===== DATA SHOWN =====

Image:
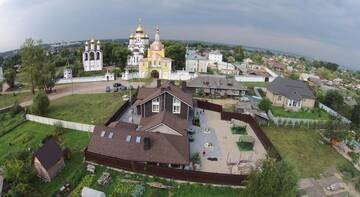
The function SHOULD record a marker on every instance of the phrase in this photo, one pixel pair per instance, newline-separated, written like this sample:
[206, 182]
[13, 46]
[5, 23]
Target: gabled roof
[165, 148]
[49, 154]
[167, 118]
[292, 89]
[147, 94]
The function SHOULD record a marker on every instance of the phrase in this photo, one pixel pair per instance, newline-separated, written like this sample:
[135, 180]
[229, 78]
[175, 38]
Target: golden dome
[139, 29]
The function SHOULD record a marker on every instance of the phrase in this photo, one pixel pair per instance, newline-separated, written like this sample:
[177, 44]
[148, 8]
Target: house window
[155, 104]
[176, 106]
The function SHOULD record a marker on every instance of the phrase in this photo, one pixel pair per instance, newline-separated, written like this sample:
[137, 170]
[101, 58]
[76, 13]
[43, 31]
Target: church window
[176, 105]
[155, 104]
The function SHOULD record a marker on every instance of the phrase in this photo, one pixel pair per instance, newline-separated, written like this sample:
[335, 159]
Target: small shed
[48, 160]
[88, 192]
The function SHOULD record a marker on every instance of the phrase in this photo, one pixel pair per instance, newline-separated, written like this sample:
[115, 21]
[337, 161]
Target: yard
[86, 108]
[316, 113]
[10, 99]
[126, 183]
[304, 149]
[28, 136]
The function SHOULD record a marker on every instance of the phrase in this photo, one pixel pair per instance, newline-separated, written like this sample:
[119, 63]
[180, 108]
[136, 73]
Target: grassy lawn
[29, 135]
[313, 114]
[9, 121]
[86, 108]
[304, 149]
[9, 99]
[120, 179]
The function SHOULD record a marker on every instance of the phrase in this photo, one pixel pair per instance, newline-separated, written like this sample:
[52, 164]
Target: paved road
[86, 88]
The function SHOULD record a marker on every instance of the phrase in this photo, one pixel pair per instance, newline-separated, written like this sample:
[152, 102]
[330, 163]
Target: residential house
[48, 161]
[216, 86]
[158, 138]
[290, 94]
[196, 62]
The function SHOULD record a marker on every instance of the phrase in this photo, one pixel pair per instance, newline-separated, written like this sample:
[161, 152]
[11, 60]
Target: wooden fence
[172, 173]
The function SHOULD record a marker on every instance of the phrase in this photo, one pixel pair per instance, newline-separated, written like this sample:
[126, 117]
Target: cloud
[318, 28]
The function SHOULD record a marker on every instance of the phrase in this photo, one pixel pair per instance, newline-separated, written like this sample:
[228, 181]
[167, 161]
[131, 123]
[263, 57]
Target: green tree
[33, 58]
[176, 51]
[265, 104]
[239, 53]
[277, 179]
[9, 76]
[355, 117]
[40, 103]
[294, 76]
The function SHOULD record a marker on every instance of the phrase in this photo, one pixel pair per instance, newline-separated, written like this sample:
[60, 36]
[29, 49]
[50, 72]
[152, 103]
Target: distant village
[144, 117]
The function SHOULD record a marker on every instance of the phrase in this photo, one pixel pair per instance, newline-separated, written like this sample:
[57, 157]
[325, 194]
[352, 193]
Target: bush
[40, 103]
[265, 104]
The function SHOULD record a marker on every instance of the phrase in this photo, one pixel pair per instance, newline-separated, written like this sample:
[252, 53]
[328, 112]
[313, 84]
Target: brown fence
[172, 173]
[121, 110]
[245, 118]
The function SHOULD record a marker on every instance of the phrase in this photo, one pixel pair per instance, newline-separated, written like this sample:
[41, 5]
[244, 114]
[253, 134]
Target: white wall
[65, 124]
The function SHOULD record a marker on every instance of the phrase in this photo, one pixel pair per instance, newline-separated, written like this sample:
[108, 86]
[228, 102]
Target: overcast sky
[322, 29]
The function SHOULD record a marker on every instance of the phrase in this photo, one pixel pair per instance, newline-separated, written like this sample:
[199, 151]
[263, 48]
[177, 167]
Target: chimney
[147, 143]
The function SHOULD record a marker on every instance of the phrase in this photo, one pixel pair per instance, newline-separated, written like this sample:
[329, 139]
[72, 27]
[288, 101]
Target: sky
[322, 29]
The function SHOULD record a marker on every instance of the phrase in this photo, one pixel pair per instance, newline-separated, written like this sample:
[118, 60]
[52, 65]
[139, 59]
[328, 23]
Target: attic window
[128, 138]
[138, 139]
[111, 135]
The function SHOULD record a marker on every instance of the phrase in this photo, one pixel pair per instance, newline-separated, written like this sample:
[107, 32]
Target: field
[10, 99]
[86, 108]
[316, 113]
[29, 135]
[304, 149]
[127, 182]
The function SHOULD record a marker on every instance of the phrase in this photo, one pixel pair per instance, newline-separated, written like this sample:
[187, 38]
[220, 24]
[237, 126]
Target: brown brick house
[290, 94]
[48, 161]
[160, 137]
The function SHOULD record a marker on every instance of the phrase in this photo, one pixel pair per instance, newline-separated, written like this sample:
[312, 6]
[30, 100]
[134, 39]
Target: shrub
[40, 103]
[195, 158]
[138, 191]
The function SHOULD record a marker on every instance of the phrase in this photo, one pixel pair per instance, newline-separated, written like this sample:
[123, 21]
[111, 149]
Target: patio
[228, 157]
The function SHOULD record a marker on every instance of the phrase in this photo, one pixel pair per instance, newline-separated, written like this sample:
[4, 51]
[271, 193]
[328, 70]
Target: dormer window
[155, 104]
[176, 106]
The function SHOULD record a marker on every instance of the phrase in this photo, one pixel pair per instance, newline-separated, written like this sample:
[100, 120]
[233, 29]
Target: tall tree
[9, 76]
[176, 51]
[277, 179]
[239, 53]
[32, 58]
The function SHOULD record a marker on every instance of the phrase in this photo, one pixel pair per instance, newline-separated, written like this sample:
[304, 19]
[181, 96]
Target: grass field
[86, 108]
[304, 149]
[10, 99]
[29, 135]
[317, 113]
[178, 190]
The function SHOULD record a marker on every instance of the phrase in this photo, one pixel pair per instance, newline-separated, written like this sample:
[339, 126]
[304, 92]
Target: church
[92, 56]
[156, 65]
[138, 43]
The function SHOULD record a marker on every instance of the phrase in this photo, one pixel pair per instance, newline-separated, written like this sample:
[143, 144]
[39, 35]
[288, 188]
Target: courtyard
[217, 146]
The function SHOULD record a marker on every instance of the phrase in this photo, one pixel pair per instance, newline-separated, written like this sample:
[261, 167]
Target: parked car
[108, 89]
[116, 84]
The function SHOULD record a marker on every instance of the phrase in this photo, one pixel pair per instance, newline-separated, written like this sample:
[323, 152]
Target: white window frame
[155, 104]
[176, 106]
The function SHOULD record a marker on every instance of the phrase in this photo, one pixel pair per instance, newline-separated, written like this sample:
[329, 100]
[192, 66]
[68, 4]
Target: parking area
[217, 133]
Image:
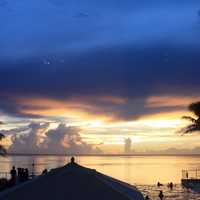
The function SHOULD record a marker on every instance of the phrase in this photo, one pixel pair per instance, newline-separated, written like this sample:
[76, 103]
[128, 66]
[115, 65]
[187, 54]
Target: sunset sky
[82, 76]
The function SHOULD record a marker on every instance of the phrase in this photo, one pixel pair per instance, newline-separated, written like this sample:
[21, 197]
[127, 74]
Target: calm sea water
[142, 171]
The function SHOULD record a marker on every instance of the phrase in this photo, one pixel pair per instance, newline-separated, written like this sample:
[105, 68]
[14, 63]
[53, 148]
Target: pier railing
[191, 174]
[5, 175]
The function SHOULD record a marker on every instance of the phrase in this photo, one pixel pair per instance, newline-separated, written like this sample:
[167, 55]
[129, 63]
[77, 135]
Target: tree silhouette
[195, 122]
[2, 149]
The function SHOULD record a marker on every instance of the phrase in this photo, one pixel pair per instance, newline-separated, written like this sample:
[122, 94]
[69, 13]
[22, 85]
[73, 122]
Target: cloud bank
[36, 138]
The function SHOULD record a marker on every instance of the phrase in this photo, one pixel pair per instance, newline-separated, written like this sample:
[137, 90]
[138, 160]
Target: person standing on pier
[161, 195]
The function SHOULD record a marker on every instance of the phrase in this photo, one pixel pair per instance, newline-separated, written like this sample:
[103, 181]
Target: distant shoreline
[101, 155]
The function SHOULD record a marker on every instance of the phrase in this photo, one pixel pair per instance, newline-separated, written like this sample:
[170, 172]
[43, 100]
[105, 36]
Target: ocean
[142, 171]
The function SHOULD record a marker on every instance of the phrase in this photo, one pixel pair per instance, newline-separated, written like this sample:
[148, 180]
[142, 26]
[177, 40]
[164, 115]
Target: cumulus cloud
[37, 139]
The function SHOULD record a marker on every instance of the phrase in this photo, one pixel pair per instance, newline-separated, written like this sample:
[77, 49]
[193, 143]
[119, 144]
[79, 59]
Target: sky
[83, 77]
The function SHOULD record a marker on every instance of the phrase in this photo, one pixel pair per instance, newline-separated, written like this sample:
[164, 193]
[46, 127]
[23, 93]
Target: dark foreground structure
[73, 182]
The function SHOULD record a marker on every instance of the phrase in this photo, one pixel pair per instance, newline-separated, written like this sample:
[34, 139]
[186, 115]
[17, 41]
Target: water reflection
[133, 169]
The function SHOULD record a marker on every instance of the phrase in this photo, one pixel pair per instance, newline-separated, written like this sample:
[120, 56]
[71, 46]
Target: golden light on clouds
[97, 127]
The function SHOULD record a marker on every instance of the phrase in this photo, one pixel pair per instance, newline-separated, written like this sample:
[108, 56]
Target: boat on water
[191, 179]
[73, 182]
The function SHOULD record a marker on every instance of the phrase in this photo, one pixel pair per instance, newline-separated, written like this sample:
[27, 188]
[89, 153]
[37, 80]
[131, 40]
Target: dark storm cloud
[121, 72]
[64, 49]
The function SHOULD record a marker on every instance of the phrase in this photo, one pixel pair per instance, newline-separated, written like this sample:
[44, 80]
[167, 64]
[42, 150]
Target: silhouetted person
[171, 185]
[161, 195]
[72, 160]
[187, 174]
[26, 174]
[13, 174]
[159, 184]
[44, 171]
[147, 198]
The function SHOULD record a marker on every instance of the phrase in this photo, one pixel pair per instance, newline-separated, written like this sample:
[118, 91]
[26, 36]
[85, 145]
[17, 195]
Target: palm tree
[2, 149]
[195, 122]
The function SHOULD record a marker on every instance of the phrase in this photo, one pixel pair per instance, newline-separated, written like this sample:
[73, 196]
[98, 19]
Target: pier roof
[73, 182]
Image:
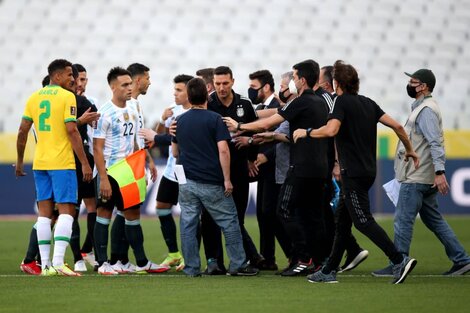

=====

**EXERCISE AIM:**
Pull out every line of the data above that contains the string "golden", matching case exactly.

**THE RESPONSE:**
Target: golden dome
Target: golden light on clouds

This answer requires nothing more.